Цитируемый текст:
######
Яснее подобная положительная оценка «отправки к богам» мы видим в той же северогерманской и, особенно, в литовской традиции. В «Helgakvida Hundingsbana II» Даг, кровник Хельги Убийцы Хундинга, убивает этого героя, принеся жертву Одину и получив взамен копьё верховного бога. Таким образом, убив своего врага данным оружием, Даг как бы приносит Хельги в жертву Одину. Однако, далее оказывается, что последний предлагает убитому герою властвовать в Вальхалле наряду с ним самим. Иными словами, сложно сказать, чем для Хельги стала его смерть – благом или злом. У литовцев известен сюжет о растениях, отданных Вяльнясу, когда человек выругался: «Вяльняс их возьми!». Перед нами действие, аналогичное проклятию, но здесь явственно видна именно исконная суть проклятия как отдачи некоего объекта или субъекта тому или иному сверхъестественному лицу. Но такая «отдача» может иметь далеко не только отрицательные последствия. В данном же случае Вяльняс начинает ухаживать за этими растениями, чем и обеспечивает их быстрый рост (21).
######
Имеющиеся данные:

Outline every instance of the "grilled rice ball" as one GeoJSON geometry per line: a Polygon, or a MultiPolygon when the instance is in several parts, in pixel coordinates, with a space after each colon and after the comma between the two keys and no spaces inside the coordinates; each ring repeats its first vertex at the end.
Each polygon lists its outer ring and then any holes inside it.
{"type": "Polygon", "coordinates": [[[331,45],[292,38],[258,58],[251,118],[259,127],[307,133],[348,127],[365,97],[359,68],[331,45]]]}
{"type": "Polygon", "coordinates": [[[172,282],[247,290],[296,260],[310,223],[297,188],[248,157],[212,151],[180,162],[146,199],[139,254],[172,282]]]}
######
Инструкции к заданию:
• A. Перечислите все имена персонажей (героев и богов), встречающиеся в цитируемом тексте.
• B. Ответьте по цитируемому тексту на вопросы:
(i) Что получил Даг взамен принесённой Одину жертвы?
(ii) Что Один предлагает убитому Хельги?
(iii) Каким образом Вяльняс обеспечивает быстрый рост отданных ему растений?

Ответы по порядку:
• A. Даг, Хельги, Хундинг, Один, Вяльняс

• B.
(i) Копьё верховного бога.
(ii) Властвовать в Вальхалле наряду с ним самим.
(iii) Он начинает ухаживать за этими растениями.